■ Task prompt
Write out all of the data without omission, exactly as shown.

■ Source records
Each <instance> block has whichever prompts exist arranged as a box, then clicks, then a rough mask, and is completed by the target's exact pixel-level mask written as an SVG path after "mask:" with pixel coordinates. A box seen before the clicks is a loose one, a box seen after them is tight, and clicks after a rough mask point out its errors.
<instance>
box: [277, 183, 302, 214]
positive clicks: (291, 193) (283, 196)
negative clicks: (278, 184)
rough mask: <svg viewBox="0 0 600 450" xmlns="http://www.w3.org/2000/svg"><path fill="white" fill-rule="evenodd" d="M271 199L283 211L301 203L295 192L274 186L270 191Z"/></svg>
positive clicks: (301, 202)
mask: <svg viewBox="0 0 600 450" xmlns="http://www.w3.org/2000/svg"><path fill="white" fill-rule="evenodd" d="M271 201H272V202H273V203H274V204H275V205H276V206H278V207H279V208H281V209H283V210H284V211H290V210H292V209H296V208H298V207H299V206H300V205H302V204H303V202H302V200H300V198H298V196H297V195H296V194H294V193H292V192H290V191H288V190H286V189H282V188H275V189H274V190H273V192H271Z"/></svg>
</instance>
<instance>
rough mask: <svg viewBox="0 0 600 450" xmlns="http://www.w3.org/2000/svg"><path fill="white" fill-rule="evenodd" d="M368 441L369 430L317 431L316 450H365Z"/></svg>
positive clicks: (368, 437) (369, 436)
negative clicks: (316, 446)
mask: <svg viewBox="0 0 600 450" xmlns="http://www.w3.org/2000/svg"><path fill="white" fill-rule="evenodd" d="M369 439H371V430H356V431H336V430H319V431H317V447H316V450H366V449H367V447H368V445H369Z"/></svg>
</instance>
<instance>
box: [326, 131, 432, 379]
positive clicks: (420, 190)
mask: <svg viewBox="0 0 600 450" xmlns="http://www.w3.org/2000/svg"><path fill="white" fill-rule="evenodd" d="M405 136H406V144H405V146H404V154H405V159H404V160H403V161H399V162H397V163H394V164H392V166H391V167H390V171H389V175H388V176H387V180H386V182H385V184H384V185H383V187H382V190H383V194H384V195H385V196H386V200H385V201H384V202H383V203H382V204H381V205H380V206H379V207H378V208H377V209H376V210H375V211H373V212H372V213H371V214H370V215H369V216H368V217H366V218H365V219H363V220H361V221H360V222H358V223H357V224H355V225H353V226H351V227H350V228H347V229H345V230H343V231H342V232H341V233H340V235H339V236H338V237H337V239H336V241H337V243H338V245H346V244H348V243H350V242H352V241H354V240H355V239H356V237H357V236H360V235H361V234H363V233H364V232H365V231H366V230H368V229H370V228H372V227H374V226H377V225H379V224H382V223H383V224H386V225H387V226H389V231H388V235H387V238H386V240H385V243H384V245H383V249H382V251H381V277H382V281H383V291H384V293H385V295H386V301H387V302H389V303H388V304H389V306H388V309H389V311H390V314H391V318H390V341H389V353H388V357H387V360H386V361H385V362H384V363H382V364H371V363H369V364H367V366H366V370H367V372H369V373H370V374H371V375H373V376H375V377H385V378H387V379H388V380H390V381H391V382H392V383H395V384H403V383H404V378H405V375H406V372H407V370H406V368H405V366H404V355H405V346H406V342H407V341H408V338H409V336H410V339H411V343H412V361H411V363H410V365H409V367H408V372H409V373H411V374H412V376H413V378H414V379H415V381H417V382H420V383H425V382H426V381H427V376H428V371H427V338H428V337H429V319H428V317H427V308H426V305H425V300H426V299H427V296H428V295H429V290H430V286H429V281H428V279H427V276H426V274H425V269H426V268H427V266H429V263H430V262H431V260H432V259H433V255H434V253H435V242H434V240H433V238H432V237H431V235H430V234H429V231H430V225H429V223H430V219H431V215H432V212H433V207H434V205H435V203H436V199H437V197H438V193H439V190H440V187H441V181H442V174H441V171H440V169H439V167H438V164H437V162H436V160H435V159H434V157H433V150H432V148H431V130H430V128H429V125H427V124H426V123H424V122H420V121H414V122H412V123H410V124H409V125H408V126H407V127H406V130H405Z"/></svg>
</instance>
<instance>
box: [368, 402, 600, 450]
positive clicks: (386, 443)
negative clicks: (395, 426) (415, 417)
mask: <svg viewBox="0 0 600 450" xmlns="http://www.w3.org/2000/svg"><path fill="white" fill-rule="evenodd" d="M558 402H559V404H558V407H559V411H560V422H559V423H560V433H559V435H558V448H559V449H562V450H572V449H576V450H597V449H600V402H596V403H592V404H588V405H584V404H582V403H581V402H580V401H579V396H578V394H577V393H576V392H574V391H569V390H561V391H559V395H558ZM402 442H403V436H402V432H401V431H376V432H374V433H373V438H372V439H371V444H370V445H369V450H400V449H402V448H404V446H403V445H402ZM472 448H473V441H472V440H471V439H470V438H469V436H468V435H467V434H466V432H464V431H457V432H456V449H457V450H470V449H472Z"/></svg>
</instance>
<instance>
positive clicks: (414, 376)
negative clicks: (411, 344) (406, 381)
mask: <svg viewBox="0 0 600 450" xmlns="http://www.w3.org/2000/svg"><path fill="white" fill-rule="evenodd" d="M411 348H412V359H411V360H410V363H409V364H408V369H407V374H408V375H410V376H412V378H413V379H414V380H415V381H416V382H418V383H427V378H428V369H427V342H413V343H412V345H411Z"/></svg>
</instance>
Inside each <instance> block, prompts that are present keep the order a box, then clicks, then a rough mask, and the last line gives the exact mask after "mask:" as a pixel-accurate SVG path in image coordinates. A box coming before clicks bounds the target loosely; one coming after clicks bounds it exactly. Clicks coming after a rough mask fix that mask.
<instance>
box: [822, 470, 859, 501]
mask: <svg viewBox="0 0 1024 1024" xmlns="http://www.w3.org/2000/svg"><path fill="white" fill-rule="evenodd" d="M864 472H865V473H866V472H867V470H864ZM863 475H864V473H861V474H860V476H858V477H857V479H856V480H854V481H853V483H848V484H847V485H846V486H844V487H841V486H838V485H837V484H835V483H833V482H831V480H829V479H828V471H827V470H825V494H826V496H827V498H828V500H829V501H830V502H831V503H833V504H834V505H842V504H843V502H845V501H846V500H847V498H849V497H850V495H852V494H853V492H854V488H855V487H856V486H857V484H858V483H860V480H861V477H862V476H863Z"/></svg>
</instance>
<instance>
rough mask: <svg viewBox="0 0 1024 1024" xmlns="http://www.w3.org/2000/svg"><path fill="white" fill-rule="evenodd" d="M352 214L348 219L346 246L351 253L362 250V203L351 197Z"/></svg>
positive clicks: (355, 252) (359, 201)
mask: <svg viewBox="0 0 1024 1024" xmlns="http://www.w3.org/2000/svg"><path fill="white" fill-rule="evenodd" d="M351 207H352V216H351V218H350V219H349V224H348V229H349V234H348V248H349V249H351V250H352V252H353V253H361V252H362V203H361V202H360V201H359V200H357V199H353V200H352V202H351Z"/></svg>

■ Result below
Each <instance> block has whichever prompts exist arranged as a box, then clicks, then a rough mask, and is completed by the target's exact pixel-level mask written as an SVG path after "mask:" with pixel coordinates. A box seen before the clicks is a loose one, a box seen after them is tight, and clicks after a rough mask point out its errors.
<instance>
box: [277, 183, 302, 214]
positive clicks: (291, 193) (283, 196)
negative clicks: (278, 184)
rough mask: <svg viewBox="0 0 600 450" xmlns="http://www.w3.org/2000/svg"><path fill="white" fill-rule="evenodd" d="M271 199L283 211L301 203L295 192L274 186L270 191Z"/></svg>
positive clicks: (301, 202)
mask: <svg viewBox="0 0 600 450" xmlns="http://www.w3.org/2000/svg"><path fill="white" fill-rule="evenodd" d="M271 201H272V202H273V203H274V204H275V205H276V206H278V207H279V208H281V209H283V210H284V211H290V210H292V209H296V208H298V207H299V206H300V205H302V204H303V202H302V200H300V198H298V196H297V195H296V194H294V193H292V192H290V191H288V190H286V189H282V188H275V189H274V190H273V192H271Z"/></svg>
</instance>
<instance>
rough mask: <svg viewBox="0 0 600 450" xmlns="http://www.w3.org/2000/svg"><path fill="white" fill-rule="evenodd" d="M368 441L369 430L317 431L316 450H365Z"/></svg>
positive clicks: (368, 437) (369, 436)
negative clicks: (316, 446)
mask: <svg viewBox="0 0 600 450" xmlns="http://www.w3.org/2000/svg"><path fill="white" fill-rule="evenodd" d="M369 439H371V430H356V431H336V430H319V431H317V447H316V450H366V449H367V447H368V445H369Z"/></svg>
</instance>
<instance>
box: [326, 131, 432, 379]
positive clicks: (420, 190)
mask: <svg viewBox="0 0 600 450" xmlns="http://www.w3.org/2000/svg"><path fill="white" fill-rule="evenodd" d="M405 136H406V144H405V146H404V154H405V159H404V160H403V161H399V162H397V163H394V164H392V166H391V167H390V171H389V175H388V176H387V180H386V182H385V184H384V185H383V187H382V190H383V194H384V195H385V196H386V200H385V201H384V202H383V203H382V204H381V205H380V206H379V207H378V208H377V209H376V210H375V211H373V212H372V213H371V214H370V215H369V216H368V217H366V218H365V219H363V220H361V221H360V222H358V223H357V224H355V225H353V226H351V227H350V228H347V229H345V230H343V231H342V232H341V233H340V235H339V236H338V237H337V239H336V241H337V243H338V245H346V244H348V243H350V242H352V241H354V240H355V239H356V237H357V236H360V235H361V234H363V233H364V232H365V231H366V230H368V229H370V228H372V227H374V226H377V225H379V224H382V223H383V224H386V225H387V226H389V231H388V235H387V238H386V240H385V243H384V245H383V249H382V251H381V277H382V281H383V291H384V293H385V295H386V301H387V302H389V303H388V304H389V306H388V309H389V311H390V314H391V318H390V341H389V353H388V357H387V360H386V361H385V362H384V363H382V364H371V363H369V364H367V366H366V370H367V372H369V373H370V374H371V375H373V376H375V377H385V378H387V379H388V380H390V381H391V382H392V383H395V384H403V383H404V378H405V375H406V372H407V370H406V368H405V366H404V355H405V346H406V342H407V341H408V338H409V336H410V339H411V343H412V361H411V363H410V365H409V367H408V372H409V373H411V374H412V376H413V378H414V379H415V381H417V382H420V383H425V382H426V381H427V376H428V371H427V338H428V337H429V319H428V317H427V308H426V305H425V300H426V299H427V296H428V295H429V290H430V286H429V281H428V279H427V276H426V274H425V269H426V268H427V266H429V263H430V262H431V260H432V259H433V255H434V253H435V242H434V240H433V238H432V237H431V235H430V234H429V231H430V225H429V223H430V219H431V215H432V212H433V207H434V205H435V203H436V199H437V197H438V193H439V190H440V187H441V181H442V174H441V171H440V169H439V167H438V164H437V162H436V160H435V159H434V157H433V150H432V148H431V130H430V128H429V125H427V124H426V123H424V122H420V121H414V122H412V123H410V124H409V125H408V126H407V127H406V130H405Z"/></svg>
</instance>
<instance>
box: [368, 402, 600, 450]
positive clicks: (386, 443)
negative clicks: (395, 426) (415, 417)
mask: <svg viewBox="0 0 600 450" xmlns="http://www.w3.org/2000/svg"><path fill="white" fill-rule="evenodd" d="M558 402H559V404H558V407H559V411H560V422H559V423H560V433H559V435H558V448H559V449H562V450H572V449H576V450H597V449H600V402H596V403H592V404H588V405H584V404H582V403H581V402H580V401H579V396H578V394H577V393H576V392H574V391H569V390H561V391H559V395H558ZM402 442H403V436H402V432H401V431H376V432H374V433H373V438H372V439H371V444H370V445H369V450H400V449H402V448H404V446H403V445H402ZM472 448H473V441H472V440H471V439H470V438H469V436H468V435H467V434H466V432H464V431H457V432H456V449H457V450H470V449H472Z"/></svg>
</instance>
<instance>
positive clicks: (414, 376)
negative clicks: (411, 344) (406, 381)
mask: <svg viewBox="0 0 600 450" xmlns="http://www.w3.org/2000/svg"><path fill="white" fill-rule="evenodd" d="M411 348H412V359H411V360H410V363H409V364H408V369H407V374H408V375H410V376H412V378H413V379H414V380H415V381H416V382H418V383H427V378H428V369H427V342H413V343H412V345H411Z"/></svg>
</instance>
Inside each <instance> block, prompts that are present keep the order a box, then clicks, then a rough mask, and the last line gives the exact mask after "mask:" as a pixel-accurate SVG path in image coordinates. A box coming before clicks bounds the target loosely; one coming after clicks bounds it exactly. Clicks coming after a rough mask fix that mask.
<instance>
box: [822, 470, 859, 501]
mask: <svg viewBox="0 0 1024 1024" xmlns="http://www.w3.org/2000/svg"><path fill="white" fill-rule="evenodd" d="M864 472H865V473H866V472H867V470H864ZM863 475H864V473H861V474H860V476H858V477H857V479H856V480H854V481H853V483H848V484H847V485H846V486H844V487H841V486H838V485H837V484H835V483H833V482H831V480H829V479H828V471H827V470H825V494H826V496H827V498H828V500H829V501H830V502H831V503H833V504H834V505H842V504H843V502H845V501H846V500H847V498H849V497H850V495H852V494H853V492H854V488H855V487H856V486H857V484H858V483H860V480H861V477H862V476H863Z"/></svg>
</instance>
<instance>
rough mask: <svg viewBox="0 0 1024 1024" xmlns="http://www.w3.org/2000/svg"><path fill="white" fill-rule="evenodd" d="M352 214L348 219L346 246L351 253L362 250V203L351 197Z"/></svg>
positive clicks: (355, 252) (359, 201)
mask: <svg viewBox="0 0 1024 1024" xmlns="http://www.w3.org/2000/svg"><path fill="white" fill-rule="evenodd" d="M351 207H352V216H351V218H350V219H349V224H348V229H349V234H348V248H349V249H351V250H352V252H353V253H361V252H362V203H361V202H360V201H359V200H357V199H353V200H352V202H351Z"/></svg>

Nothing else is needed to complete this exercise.